• [TASK PROMPT]: Would you transcribe the records below exactly, omitting every picture?

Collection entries
☆ ☆ ☆ ☆ ☆
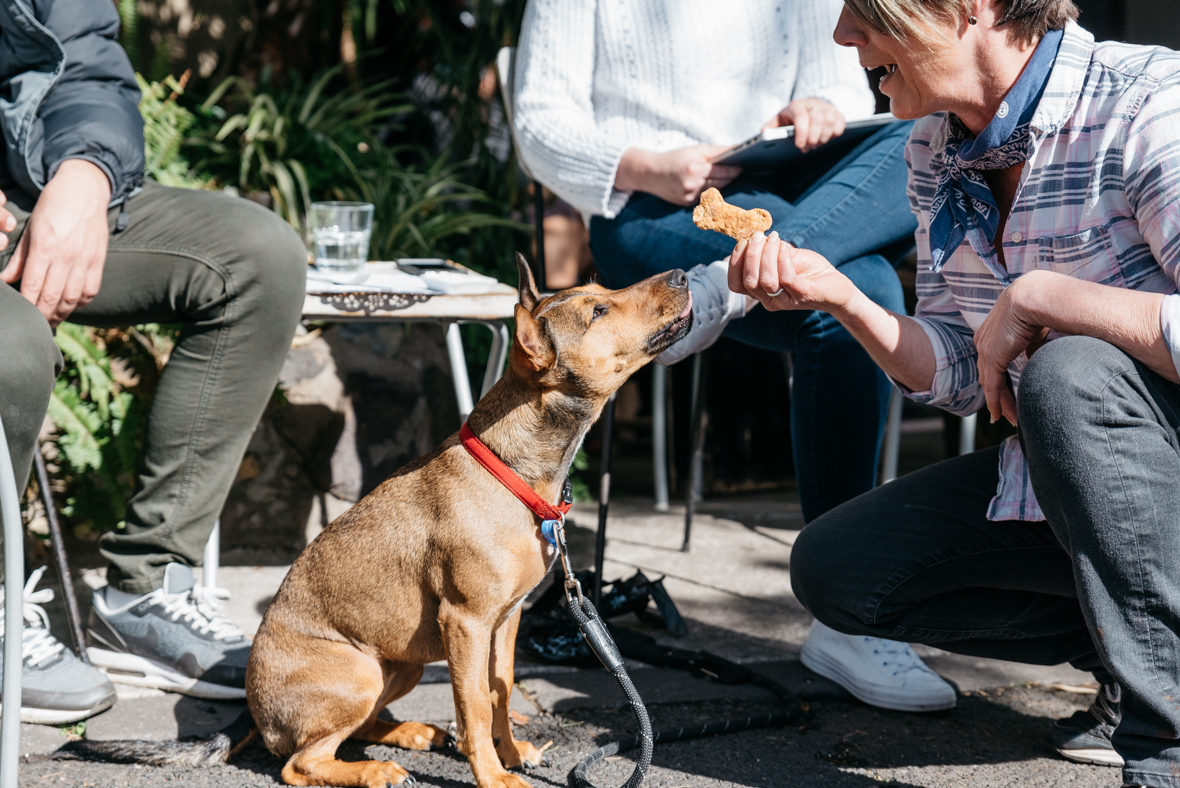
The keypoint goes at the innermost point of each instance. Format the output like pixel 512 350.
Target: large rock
pixel 358 402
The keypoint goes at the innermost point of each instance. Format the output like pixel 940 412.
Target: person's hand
pixel 60 256
pixel 781 276
pixel 7 224
pixel 1005 333
pixel 677 177
pixel 815 122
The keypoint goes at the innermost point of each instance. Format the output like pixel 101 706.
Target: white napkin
pixel 387 277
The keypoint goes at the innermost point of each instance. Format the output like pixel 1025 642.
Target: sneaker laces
pixel 38 644
pixel 201 609
pixel 898 656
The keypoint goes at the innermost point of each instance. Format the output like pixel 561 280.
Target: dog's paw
pixel 520 755
pixel 385 774
pixel 505 780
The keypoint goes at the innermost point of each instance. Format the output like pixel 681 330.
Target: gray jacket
pixel 67 91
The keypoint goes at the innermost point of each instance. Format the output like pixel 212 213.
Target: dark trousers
pixel 231 274
pixel 853 211
pixel 1097 585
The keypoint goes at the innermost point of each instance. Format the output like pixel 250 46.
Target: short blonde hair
pixel 909 20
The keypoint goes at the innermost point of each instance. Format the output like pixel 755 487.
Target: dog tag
pixel 549 530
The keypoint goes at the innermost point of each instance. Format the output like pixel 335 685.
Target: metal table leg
pixel 493 370
pixel 459 370
pixel 696 467
pixel 600 549
pixel 13 616
pixel 73 617
pixel 660 434
pixel 967 433
pixel 498 354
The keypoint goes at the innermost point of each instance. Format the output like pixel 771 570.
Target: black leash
pixel 644 649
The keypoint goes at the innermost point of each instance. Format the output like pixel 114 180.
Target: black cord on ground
pixel 603 645
pixel 697 662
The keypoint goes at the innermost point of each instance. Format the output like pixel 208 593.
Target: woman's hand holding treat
pixel 781 276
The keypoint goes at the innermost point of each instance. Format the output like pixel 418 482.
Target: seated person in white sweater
pixel 620 106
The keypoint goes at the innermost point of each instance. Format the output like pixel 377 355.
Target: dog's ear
pixel 531 352
pixel 528 288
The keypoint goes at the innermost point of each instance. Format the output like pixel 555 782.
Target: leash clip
pixel 556 534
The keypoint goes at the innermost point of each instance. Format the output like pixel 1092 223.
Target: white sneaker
pixel 714 304
pixel 879 672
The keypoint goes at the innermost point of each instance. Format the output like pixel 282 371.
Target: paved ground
pixel 734 590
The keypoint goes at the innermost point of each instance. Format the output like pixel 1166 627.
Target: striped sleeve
pixel 1152 176
pixel 956 385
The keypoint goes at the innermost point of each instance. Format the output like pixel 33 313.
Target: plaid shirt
pixel 1099 201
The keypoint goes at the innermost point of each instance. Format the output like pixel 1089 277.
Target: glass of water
pixel 341 232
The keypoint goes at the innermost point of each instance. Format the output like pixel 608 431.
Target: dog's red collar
pixel 507 477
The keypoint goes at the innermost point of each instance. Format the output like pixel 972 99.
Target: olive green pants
pixel 231 274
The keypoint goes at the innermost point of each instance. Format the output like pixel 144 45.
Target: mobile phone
pixel 418 266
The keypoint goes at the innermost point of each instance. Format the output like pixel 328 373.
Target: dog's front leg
pixel 500 674
pixel 467 641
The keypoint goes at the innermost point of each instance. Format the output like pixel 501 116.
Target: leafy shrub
pixel 289 144
pixel 98 408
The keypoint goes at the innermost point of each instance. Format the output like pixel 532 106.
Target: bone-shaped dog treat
pixel 715 214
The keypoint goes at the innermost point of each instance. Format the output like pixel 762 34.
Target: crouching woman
pixel 1046 179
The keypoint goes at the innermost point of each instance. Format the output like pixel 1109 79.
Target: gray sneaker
pixel 1085 737
pixel 56 687
pixel 174 638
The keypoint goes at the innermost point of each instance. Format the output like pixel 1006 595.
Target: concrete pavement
pixel 733 588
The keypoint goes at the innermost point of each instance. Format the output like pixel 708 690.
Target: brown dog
pixel 436 563
pixel 437 560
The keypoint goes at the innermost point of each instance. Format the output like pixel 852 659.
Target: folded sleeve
pixel 1152 179
pixel 556 132
pixel 93 111
pixel 956 383
pixel 826 70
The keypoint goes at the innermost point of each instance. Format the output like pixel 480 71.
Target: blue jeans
pixel 856 214
pixel 1096 585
☆ ☆ ☆ ☆ ☆
• [EXERCISE OUTPUT]:
The keypoint goes at the innermost point of each instance. Format the output like pixel 512 350.
Target: large rock
pixel 358 402
The keypoint goes at the innermost point of each instance. Format the output like pixel 940 412.
Target: person's hand
pixel 60 256
pixel 781 276
pixel 7 224
pixel 1005 333
pixel 677 177
pixel 815 122
The keypoint goes at the innermost point of each instance. Format the output like pixel 101 706.
Target: white napkin
pixel 387 277
The keypoint goes at the innermost point of each instance. Format the output like pixel 1025 642.
Target: sneaker laces
pixel 38 644
pixel 201 609
pixel 898 656
The keypoint goes at the innermost point of each instance. Format the output like pixel 561 280.
Target: dog's paw
pixel 520 755
pixel 385 774
pixel 505 780
The keypoint goes at the innermost point of each instance. Format the output like pixel 681 330.
Target: gray jacket
pixel 67 91
The keypoint goes at the innermost point of each instance. Format the output like pixel 212 213.
Target: dark trousers
pixel 231 274
pixel 853 211
pixel 1097 585
The keypoint goes at the innermost point of each instance. Format the output like pixel 250 46.
Target: short blonde hair
pixel 909 20
The keypoint goes at the innermost point of each instance. Format the output like pixel 755 487.
Target: dog tag
pixel 549 530
The keypoint goes at the innermost point of each instance. Format the output like pixel 335 685.
Target: metal table leg
pixel 493 370
pixel 459 370
pixel 696 467
pixel 600 549
pixel 13 616
pixel 73 617
pixel 660 434
pixel 967 433
pixel 498 354
The keypoint goes at the innermost point of each instance. Format the output like pixel 771 570.
Target: black leash
pixel 644 649
The keypoint goes at the innermost point of each instance. Format the output like pixel 114 180.
Target: black cord on ground
pixel 603 645
pixel 697 662
The keypoint goes at the innermost point of each instance. Format the output like pixel 208 593.
Target: woman's hand holding treat
pixel 781 276
The keypoint goes at the innermost point of each instance. Format the output like pixel 418 482.
Target: seated person in white sweater
pixel 620 106
The keypoint goes at the innermost point of each instance. Format the output like pixel 377 355.
Target: dog's ear
pixel 531 352
pixel 528 288
The keypoint goes at the innermost point of each instance. Format the output like pixel 555 782.
Target: leash clip
pixel 556 534
The keypoint goes at the innermost point of each instance. Format the output like pixel 1092 223.
Target: white sneaker
pixel 714 304
pixel 879 672
The keypoint goes at the innermost point of each instance. Format the output like pixel 282 371.
Target: paved ground
pixel 734 590
The keypoint goes at the innermost point of each instance. Format the output like pixel 1166 627.
Target: striped sleeve
pixel 1152 176
pixel 956 385
The keypoint goes at the innermost point of each instance. Format the output like pixel 33 313.
Target: plaid shirt
pixel 1099 201
The keypoint goes at the innermost point of each instance. Format the output like pixel 1089 277.
Target: glass of water
pixel 341 232
The keypoint goes at the innermost point of each instance. Format the output like pixel 608 431.
Target: dog's red collar
pixel 507 477
The keypoint goes at the innermost point of each instance. Format the output like pixel 972 99.
Target: olive green pants
pixel 231 274
The keypoint goes at the innermost point of each instance. Format the output like pixel 144 45.
Target: mobile phone
pixel 418 266
The keypoint goes at the innermost point of each instance. Format the output like pixel 328 373.
Target: dog's front leg
pixel 500 674
pixel 467 641
The keypoint goes at the innermost point of each instance. Format the output like pixel 501 116.
Target: leafy shrub
pixel 289 144
pixel 98 408
The keypoint goes at the innermost point of each instance. Format the output like pixel 532 106.
Target: bone-shaped dog treat
pixel 715 214
The keypoint goes at the innermost point of each instance. Format the output like pixel 762 34.
Target: crouching woman
pixel 1046 179
The keypoint goes at the innermost point of each instance. Format the output like pixel 1109 79.
Target: gray sneaker
pixel 1085 737
pixel 56 687
pixel 174 638
The keypoint goes at the innermost point of each instance. Format the output like pixel 1006 595.
Target: concrete pavement
pixel 733 588
The keypoint goes at the innermost point of each instance. Format the output like pixel 708 690.
Target: brown dog
pixel 436 563
pixel 437 560
The keypoint goes at the innermost point of each instance. Format the output like pixel 852 659.
Target: folded sleeve
pixel 1152 179
pixel 556 132
pixel 93 111
pixel 956 383
pixel 826 70
The keypoint goes at the innermost point of each instance. Format the output like pixel 480 71.
Target: blue jeans
pixel 856 214
pixel 1096 585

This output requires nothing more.